- _AIM OF THE TASK_:
Only the text of the records belongs in the answer; the pictures must be dropped.

Stored data entries
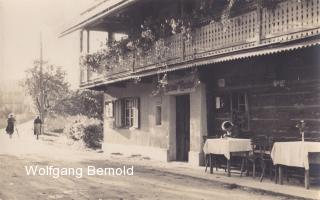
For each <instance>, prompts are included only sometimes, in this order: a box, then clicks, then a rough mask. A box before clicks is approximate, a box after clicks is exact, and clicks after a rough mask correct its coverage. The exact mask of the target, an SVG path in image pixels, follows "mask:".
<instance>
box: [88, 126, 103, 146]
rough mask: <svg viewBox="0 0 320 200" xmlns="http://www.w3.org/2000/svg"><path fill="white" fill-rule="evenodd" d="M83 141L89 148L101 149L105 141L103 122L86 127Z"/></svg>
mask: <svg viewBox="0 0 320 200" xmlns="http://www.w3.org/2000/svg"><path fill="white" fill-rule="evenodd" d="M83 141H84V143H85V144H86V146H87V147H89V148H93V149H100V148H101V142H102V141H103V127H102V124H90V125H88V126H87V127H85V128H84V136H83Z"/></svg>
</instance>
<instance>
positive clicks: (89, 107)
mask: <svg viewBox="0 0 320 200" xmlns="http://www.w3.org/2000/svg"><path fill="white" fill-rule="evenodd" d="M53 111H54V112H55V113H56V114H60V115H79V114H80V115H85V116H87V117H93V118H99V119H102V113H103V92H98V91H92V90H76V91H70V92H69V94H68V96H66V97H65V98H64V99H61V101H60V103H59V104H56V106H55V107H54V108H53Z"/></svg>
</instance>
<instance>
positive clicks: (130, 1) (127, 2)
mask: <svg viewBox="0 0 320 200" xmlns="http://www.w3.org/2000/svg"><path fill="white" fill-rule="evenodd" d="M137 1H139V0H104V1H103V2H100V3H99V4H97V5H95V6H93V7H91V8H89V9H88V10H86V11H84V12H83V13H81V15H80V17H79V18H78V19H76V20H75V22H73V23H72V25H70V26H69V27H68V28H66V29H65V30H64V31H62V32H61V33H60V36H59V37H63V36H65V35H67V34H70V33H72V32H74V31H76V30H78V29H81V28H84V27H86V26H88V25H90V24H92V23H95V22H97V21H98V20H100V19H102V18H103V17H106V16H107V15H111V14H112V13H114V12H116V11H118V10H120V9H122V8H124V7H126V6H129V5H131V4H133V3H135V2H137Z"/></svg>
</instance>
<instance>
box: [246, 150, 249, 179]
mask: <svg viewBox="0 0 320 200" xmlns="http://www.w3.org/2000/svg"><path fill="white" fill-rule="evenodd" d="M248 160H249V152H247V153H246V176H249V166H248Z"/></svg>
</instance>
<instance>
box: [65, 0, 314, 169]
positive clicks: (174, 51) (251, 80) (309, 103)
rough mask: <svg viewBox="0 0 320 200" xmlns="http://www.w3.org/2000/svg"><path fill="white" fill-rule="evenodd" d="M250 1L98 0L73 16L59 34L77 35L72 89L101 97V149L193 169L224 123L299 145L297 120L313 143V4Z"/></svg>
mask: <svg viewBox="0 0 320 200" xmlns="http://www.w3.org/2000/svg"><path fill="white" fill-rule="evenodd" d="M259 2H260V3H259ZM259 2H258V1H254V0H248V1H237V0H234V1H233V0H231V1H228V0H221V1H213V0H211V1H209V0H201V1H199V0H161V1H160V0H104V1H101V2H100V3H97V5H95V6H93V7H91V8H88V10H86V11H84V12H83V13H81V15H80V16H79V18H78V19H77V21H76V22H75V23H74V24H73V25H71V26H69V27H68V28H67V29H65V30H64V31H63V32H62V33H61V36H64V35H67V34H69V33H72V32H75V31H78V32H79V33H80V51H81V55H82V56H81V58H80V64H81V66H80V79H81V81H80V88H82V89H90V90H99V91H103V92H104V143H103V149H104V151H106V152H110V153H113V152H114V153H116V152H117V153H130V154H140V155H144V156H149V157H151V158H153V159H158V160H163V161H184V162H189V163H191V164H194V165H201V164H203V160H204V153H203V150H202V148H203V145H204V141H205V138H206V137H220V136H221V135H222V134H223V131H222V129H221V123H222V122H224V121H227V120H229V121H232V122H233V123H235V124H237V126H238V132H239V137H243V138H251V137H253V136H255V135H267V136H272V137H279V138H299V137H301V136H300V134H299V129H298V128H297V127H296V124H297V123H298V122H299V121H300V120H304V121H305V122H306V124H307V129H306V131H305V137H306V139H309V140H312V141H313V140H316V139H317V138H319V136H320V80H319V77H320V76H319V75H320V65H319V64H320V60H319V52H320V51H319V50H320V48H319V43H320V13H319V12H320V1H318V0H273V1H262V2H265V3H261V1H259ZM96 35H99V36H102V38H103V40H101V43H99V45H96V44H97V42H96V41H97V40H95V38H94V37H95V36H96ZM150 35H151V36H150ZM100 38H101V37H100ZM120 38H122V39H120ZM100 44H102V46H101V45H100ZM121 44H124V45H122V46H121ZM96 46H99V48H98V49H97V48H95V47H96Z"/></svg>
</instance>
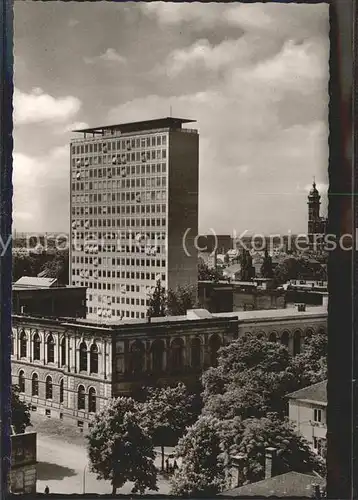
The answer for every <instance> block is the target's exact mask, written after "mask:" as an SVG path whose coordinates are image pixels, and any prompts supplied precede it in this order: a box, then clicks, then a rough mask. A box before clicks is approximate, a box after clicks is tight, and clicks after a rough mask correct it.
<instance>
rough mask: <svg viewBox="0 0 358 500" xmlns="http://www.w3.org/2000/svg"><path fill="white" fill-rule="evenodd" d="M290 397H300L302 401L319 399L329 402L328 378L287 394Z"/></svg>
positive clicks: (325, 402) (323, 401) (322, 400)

- _FINAL ANSWER_:
For each <instance>, prompts are included only sometimes, in this order: a box, then clicks, then a rough mask. A box before clicks is approximate, a box after clicks is exact, and clicks after a rough mask correct its coverage. The exact mask of the target, an SVG path in image pixels, follows "mask:".
<instance>
box: [88, 126, 103, 146]
rough mask: <svg viewBox="0 0 320 200" xmlns="http://www.w3.org/2000/svg"><path fill="white" fill-rule="evenodd" d="M83 141L89 148L101 149L105 141L103 122L86 127Z"/></svg>
mask: <svg viewBox="0 0 320 200" xmlns="http://www.w3.org/2000/svg"><path fill="white" fill-rule="evenodd" d="M83 141H84V143H85V144H86V146H87V147H89V148H93V149H100V148H101V142H102V141H103V127H102V124H90V125H88V126H87V127H85V128H84V136H83Z"/></svg>
</instance>
<instance>
positive clicks: (89, 107)
mask: <svg viewBox="0 0 320 200" xmlns="http://www.w3.org/2000/svg"><path fill="white" fill-rule="evenodd" d="M53 111H54V112H55V113H56V114H60V115H79V114H80V115H85V116H87V117H93V118H99V119H102V113H103V92H98V91H92V90H76V91H70V92H69V94H68V96H66V97H65V98H64V99H61V101H60V103H59V104H56V106H55V107H54V108H53Z"/></svg>
</instance>
<instance>
positive clicks: (130, 1) (127, 2)
mask: <svg viewBox="0 0 320 200" xmlns="http://www.w3.org/2000/svg"><path fill="white" fill-rule="evenodd" d="M137 1H139V0H104V1H103V2H100V3H99V4H97V5H95V6H93V7H91V8H89V9H88V10H86V11H84V12H83V13H81V15H80V17H79V18H78V19H76V20H75V22H73V23H72V25H70V26H69V27H68V28H66V29H65V30H64V31H62V32H61V33H60V36H59V37H63V36H65V35H67V34H70V33H72V32H74V31H76V30H78V29H81V28H84V27H86V26H88V25H90V24H92V23H95V22H97V21H98V20H100V19H102V18H103V17H106V16H107V15H111V14H112V13H114V12H116V11H118V10H120V9H122V8H124V7H126V6H129V5H131V4H133V3H135V2H137Z"/></svg>
</instance>
<instance>
box: [246, 150, 249, 179]
mask: <svg viewBox="0 0 320 200" xmlns="http://www.w3.org/2000/svg"><path fill="white" fill-rule="evenodd" d="M248 160H249V152H247V153H246V176H249V166H248Z"/></svg>
</instance>
<instance>
box: [65, 0, 314, 169]
positive clicks: (174, 51) (251, 80) (309, 103)
rough mask: <svg viewBox="0 0 320 200" xmlns="http://www.w3.org/2000/svg"><path fill="white" fill-rule="evenodd" d="M250 1L98 0L73 16L59 34L77 35L72 89L101 97V149L193 169L224 123L299 145L297 120L313 143V4Z"/></svg>
mask: <svg viewBox="0 0 320 200" xmlns="http://www.w3.org/2000/svg"><path fill="white" fill-rule="evenodd" d="M259 2H260V3H259ZM259 2H258V1H254V0H248V1H237V0H234V1H233V0H231V1H228V0H221V1H213V0H211V1H209V0H201V1H199V0H161V1H160V0H104V1H101V2H100V3H97V5H95V6H93V7H91V8H88V10H86V11H84V12H83V13H81V15H80V16H79V18H78V19H77V21H76V22H75V23H74V24H73V25H71V26H69V27H68V28H67V29H65V30H64V31H63V32H62V33H61V36H64V35H67V34H69V33H72V32H75V31H78V32H79V33H80V51H81V55H82V56H81V58H80V64H81V66H80V79H81V81H80V88H82V89H90V90H99V91H103V92H104V143H103V149H104V151H106V152H110V153H113V152H114V153H116V152H117V153H130V154H140V155H144V156H149V157H151V158H153V159H158V160H163V161H184V162H189V163H191V164H194V165H201V164H203V160H204V153H203V150H202V148H203V145H204V141H205V138H206V137H220V136H221V135H222V134H223V131H222V129H221V123H222V122H224V121H227V120H229V121H232V122H233V123H235V124H237V126H238V132H239V137H243V138H251V137H253V136H255V135H267V136H272V137H279V138H299V137H301V136H300V134H299V129H298V128H297V127H296V124H297V123H298V122H299V121H300V120H304V121H305V122H306V124H307V129H306V131H305V137H306V139H309V140H312V141H313V140H316V139H317V138H319V136H320V80H319V77H320V76H319V75H320V65H319V64H320V60H319V52H320V51H319V50H320V48H319V43H320V13H319V12H320V1H318V0H273V1H262V2H265V3H261V1H259ZM96 35H99V36H102V38H103V40H101V43H99V45H96V44H97V42H96V41H97V40H95V38H94V37H95V36H96ZM150 35H151V36H150ZM100 38H101V37H100ZM120 38H122V39H120ZM100 44H102V46H101V45H100ZM121 44H124V45H122V46H121ZM96 46H99V48H98V49H97V48H95V47H96Z"/></svg>
</instance>
The answer for every <instance> block is the target's exact mask, written after "mask:" as an SVG path whose coordinates are image pixels, and any prompts supplied precede it in this order: a box, then clicks, then a rough mask. A box before clicks is approximate, a box after clicks is tight, and clicks after a rough mask correct it.
<instance>
rough mask: <svg viewBox="0 0 358 500" xmlns="http://www.w3.org/2000/svg"><path fill="white" fill-rule="evenodd" d="M290 397H300L302 401L319 399L329 402L328 378L287 394Z"/></svg>
positive clicks: (325, 402) (323, 401) (322, 400)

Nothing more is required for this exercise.